- EXERCISE DIRECTIONS -
Output all of the records word for word and drop the images.

- DATA EXCERPTS -
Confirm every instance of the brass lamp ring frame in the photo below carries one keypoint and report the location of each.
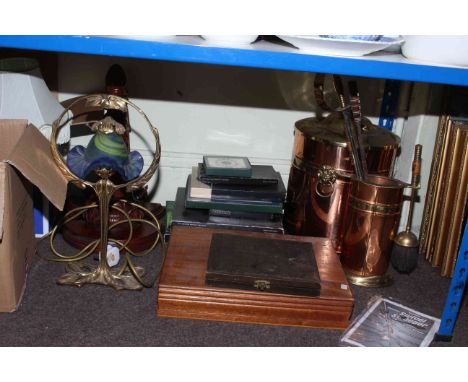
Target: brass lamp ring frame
(127, 276)
(105, 101)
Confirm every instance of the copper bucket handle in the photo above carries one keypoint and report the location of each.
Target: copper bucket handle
(319, 81)
(326, 176)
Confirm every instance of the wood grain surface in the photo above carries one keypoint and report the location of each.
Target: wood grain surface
(183, 293)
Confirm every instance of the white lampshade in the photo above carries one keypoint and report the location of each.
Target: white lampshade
(25, 95)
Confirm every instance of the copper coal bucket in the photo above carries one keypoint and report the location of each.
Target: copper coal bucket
(321, 172)
(371, 221)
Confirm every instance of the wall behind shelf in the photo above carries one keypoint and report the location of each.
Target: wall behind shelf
(208, 109)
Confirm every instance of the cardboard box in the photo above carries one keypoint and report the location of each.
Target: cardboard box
(25, 159)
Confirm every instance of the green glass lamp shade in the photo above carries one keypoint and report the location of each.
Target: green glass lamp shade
(105, 150)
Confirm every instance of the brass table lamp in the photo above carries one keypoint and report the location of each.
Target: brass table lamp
(107, 132)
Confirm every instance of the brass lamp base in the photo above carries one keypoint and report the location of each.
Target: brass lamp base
(80, 274)
(370, 281)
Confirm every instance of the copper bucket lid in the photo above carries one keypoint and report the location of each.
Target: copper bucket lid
(323, 141)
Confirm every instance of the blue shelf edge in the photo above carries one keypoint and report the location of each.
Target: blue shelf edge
(370, 66)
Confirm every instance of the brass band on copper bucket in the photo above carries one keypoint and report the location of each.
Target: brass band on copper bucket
(371, 222)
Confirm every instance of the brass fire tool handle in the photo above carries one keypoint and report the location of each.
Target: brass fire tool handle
(415, 183)
(127, 276)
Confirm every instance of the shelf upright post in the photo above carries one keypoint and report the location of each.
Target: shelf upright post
(455, 295)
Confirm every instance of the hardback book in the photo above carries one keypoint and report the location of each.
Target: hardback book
(233, 204)
(269, 192)
(224, 165)
(199, 189)
(242, 215)
(261, 175)
(203, 218)
(276, 265)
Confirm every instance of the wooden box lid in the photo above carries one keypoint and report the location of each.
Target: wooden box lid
(183, 293)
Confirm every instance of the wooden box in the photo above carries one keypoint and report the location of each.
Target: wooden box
(184, 294)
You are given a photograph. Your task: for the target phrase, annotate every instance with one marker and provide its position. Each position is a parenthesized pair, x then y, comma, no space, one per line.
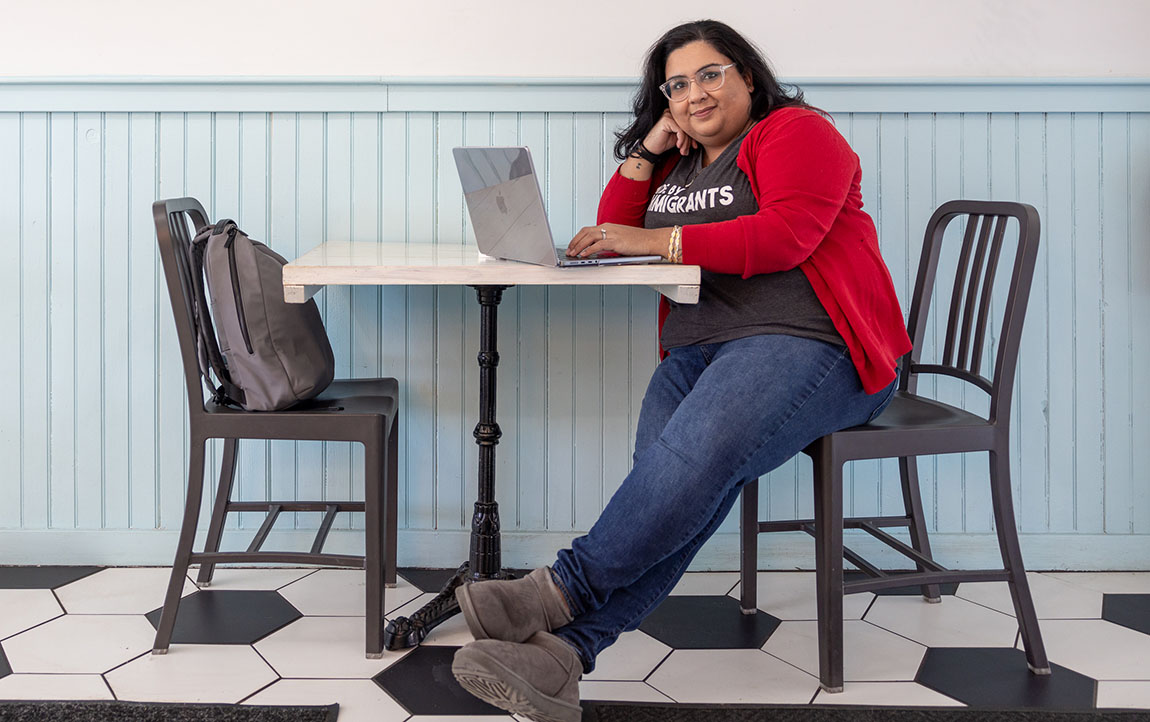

- TASK OUTPUT -
Confirm every instance of the brass lamp ring frame in the photo below carries one keypoint and report the location of each.
Target: brass lamp ring frame
(127, 276)
(105, 101)
Confirm every instance of the copper bucket handle in the photo above carries one keypoint and report the location of each.
Target: copper bucket handle
(319, 81)
(326, 176)
Confirm every instance of the wood grain surface in the photo above carries one keypoint and report the location of each.
Target: wood grain surface
(183, 293)
Confirm every instance of the white lampshade in the photo above carries one keypoint and report the location of each.
Target: white lampshade
(25, 95)
Confirm every instance of the copper coal bucket in the photo above carries one keypoint and report the location of each.
Target: copper coal bucket
(321, 172)
(371, 221)
Confirm every instance of the wall behind shelf in the photo above carries one keypoint and report the location of each.
Target: wall behind shelf
(208, 109)
Confirm every instance of the cardboard box in the photo above carries one keypoint and report the location of each.
Target: cardboard box
(25, 159)
Confirm every instance of the green glass lamp shade in the photo above carries one keypoint and report the location of each.
Target: green glass lamp shade
(105, 150)
Confirm every instance of the brass table lamp in the photo above carries one keypoint and report the location of each.
Target: brass table lamp
(107, 132)
Confirm every instance of the brass lamp base in the photo above carries one keypoint and report the location of each.
Target: brass lamp base
(80, 274)
(370, 281)
Confirm every instance of the copper bucket lid in the photo above carries one keypoint and report the location of each.
Target: copper bucket lid
(323, 141)
Confirm every instance of the blue shelf edge in the photo above carries one keypoint and report the location of each.
Target: blue shelf edge
(370, 66)
Confirm every instance of the brass band on copper bucket in the photo above carries one keypoint and report the location of each.
Target: brass band on copper bucket
(371, 222)
Confirm every instance of the brass fire tool handle in the photo above carries one keypoint and report the location of each.
Target: brass fire tool handle
(415, 183)
(127, 276)
Confirm every instance of the shelf upright post in the photo above carries one keypoint and report the location of each.
Target: shelf upright post
(455, 295)
Confirm every instance of the hardback book in the photo above carries one keypoint and report the location of each.
Target: hardback book
(233, 204)
(269, 192)
(224, 165)
(199, 189)
(242, 215)
(261, 175)
(203, 218)
(276, 265)
Confirm every instance of the wooden box lid in the photo above carries one keypoint and report the location of each.
Target: wooden box lid
(183, 293)
Confirm every instance of the wooden box in the photo above carries one keypoint and report the location of each.
Target: wooden box
(184, 294)
You are given a photograph. Your task: for the target phrase, annotate every instance with one marker and provide its position. Each position is a parenthesized pair, x then y, comma, no space, one per line.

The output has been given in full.